> **OBJETIVO PLANTEADO**:
Por favor, enumera los factores que el texto sobre la violencia en el aula señala en su primera oración como causas de esa violencia.

++++ TEXTO EXTRAÍDO

Responder a estas preguntas requiere alejarse de las explicaciones simplistas y reconocer que la violencia en el aula es el resultado de múltiples factores, desde las condiciones neuropsicológicas del estudiante hasta el agotamiento docente, la rigidez de las normas escolares y la falta de apoyo institucional.

Un estudiante en crisis: las dificultades en la regulación emocional

Cuando un estudiante agrede a su profesora la reacción inmediata es asumir que hubo una intención deliberada de daño. Sin embargo, en algunos casos, lo que ocurre es una pérdida de control emocional ante una situación percibida como abrumadora.

Los estudiantes con necesidades educativas especiales, en particular aquellos dentro del espectro autista, pueden experimentar dificultades en la autorregulación emocional y en la interpretación de las normas sociales. Lo que para un profesor puede ser una instrucción cotidiana, como pedir que un estudiante escriba en clase, para el alumno puede ser una exigencia difícil de procesar, sobre todo si se encuentra en un estado de estrés o sobrecarga sensorial.

En algunos casos, también se observan desafíos en la interpretación de intenciones en interacciones sociales, lo que puede generar respuestas defensivas o de confusión frente a ciertas exigencias académicas o disciplinarias. A esto se suma que dificultades en funciones ejecutivas, como la inhibición de respuestas impulsivas, pueden impedir que un estudiante con dificultades en la regulación emocional logre contener una reacción inmediata en el momento crítico.

++++++++
++++ INFORMACIÓN PROPORCIONADA

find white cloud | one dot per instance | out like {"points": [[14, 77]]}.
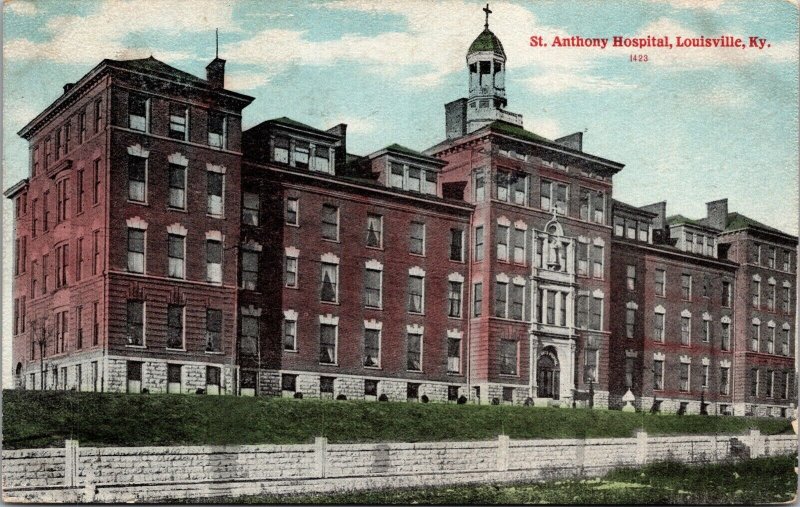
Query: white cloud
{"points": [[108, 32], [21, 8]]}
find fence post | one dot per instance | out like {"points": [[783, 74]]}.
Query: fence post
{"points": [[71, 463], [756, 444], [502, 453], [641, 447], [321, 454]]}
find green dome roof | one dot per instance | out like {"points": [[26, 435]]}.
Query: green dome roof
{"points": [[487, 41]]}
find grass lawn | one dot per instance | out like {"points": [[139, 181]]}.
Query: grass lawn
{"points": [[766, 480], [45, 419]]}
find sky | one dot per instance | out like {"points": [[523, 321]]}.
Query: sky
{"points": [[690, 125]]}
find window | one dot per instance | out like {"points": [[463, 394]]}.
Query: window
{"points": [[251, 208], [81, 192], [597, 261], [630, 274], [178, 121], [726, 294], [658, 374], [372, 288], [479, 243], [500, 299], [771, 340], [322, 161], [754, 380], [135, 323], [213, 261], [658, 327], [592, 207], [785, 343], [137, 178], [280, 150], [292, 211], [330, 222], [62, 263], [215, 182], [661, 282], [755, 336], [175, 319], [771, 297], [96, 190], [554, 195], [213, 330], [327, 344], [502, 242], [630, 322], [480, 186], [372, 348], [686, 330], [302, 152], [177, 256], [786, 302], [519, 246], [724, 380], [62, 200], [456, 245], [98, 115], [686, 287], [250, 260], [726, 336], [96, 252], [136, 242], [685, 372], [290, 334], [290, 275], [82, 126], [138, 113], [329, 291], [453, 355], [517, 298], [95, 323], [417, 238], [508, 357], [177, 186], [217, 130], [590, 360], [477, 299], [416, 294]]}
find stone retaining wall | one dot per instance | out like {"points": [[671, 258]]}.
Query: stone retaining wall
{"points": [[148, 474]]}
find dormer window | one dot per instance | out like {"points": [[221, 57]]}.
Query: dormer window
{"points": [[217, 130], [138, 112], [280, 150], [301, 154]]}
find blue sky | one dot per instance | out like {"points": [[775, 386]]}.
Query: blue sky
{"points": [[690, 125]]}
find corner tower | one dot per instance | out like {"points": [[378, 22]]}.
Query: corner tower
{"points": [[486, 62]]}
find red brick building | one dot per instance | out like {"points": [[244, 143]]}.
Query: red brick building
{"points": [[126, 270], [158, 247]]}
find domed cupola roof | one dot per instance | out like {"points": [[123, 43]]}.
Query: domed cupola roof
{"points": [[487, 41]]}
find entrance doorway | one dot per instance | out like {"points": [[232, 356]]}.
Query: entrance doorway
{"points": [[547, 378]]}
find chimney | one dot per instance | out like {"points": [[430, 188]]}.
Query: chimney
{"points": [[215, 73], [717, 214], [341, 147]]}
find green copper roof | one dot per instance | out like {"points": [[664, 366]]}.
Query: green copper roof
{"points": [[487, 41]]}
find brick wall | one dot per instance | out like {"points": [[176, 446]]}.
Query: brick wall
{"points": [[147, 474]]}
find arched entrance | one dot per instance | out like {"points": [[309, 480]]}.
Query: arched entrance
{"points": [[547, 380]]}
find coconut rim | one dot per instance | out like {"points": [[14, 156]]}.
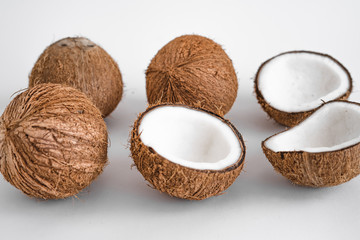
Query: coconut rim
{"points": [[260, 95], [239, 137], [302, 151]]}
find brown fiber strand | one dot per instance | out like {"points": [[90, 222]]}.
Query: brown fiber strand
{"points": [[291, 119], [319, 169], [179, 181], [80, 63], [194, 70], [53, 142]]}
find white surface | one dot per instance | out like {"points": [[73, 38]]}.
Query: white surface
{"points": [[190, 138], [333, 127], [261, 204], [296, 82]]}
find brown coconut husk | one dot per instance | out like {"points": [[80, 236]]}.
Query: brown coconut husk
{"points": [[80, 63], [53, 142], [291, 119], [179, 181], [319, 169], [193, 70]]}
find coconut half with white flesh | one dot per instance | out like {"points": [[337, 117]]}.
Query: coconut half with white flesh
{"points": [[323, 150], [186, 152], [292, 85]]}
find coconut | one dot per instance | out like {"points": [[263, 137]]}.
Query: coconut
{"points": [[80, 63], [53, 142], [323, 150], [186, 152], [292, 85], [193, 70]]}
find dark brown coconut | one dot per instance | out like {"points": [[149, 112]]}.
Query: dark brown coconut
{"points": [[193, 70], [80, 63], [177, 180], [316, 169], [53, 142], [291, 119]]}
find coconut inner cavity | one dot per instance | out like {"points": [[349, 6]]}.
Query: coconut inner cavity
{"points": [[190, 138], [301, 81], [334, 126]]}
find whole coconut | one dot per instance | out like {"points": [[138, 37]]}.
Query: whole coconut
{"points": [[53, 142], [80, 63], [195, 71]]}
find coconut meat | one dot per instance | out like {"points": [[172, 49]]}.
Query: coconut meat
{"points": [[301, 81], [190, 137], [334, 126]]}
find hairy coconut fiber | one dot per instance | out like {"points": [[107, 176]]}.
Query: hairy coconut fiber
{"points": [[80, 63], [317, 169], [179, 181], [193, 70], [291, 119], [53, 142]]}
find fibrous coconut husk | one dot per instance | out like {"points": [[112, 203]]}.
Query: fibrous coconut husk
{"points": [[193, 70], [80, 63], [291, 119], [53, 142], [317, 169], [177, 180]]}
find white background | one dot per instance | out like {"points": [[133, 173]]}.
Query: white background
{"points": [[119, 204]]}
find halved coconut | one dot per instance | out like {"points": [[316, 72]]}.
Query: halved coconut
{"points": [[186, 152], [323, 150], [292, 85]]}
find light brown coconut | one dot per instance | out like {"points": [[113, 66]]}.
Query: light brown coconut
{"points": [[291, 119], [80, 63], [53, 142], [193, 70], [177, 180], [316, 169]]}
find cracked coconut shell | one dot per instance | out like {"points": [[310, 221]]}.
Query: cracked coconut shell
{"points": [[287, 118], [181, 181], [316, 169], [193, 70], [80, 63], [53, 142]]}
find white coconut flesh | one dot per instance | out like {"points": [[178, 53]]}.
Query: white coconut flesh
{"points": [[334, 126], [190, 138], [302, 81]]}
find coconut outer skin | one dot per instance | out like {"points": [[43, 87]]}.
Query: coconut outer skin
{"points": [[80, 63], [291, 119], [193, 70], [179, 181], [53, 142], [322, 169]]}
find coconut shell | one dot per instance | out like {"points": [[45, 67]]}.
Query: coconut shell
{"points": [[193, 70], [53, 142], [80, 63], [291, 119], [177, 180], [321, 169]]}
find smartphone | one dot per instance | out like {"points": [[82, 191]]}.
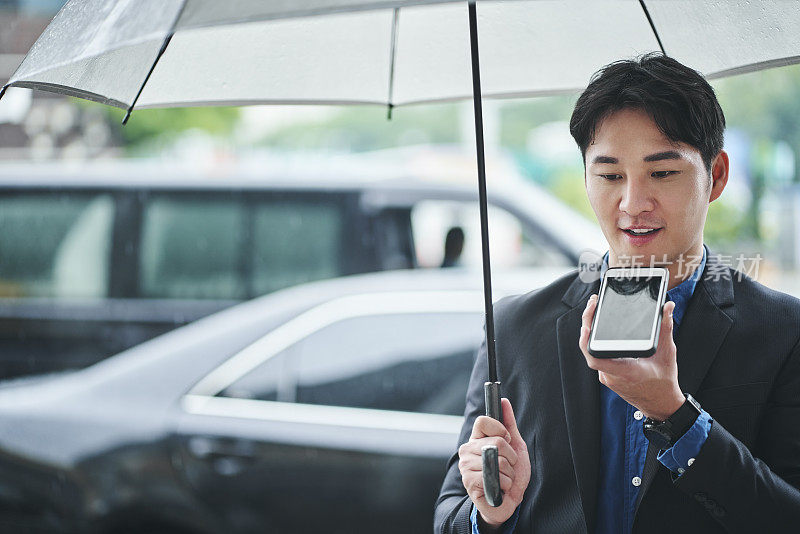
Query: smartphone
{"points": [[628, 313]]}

++++++++

> **SOLUCIÓN DEL PROBLEMA**:
- Las condiciones neuropsicológicas del estudiante
- El agotamiento docente
- La rigidez de las normas escolares
- La falta de apoyo institucional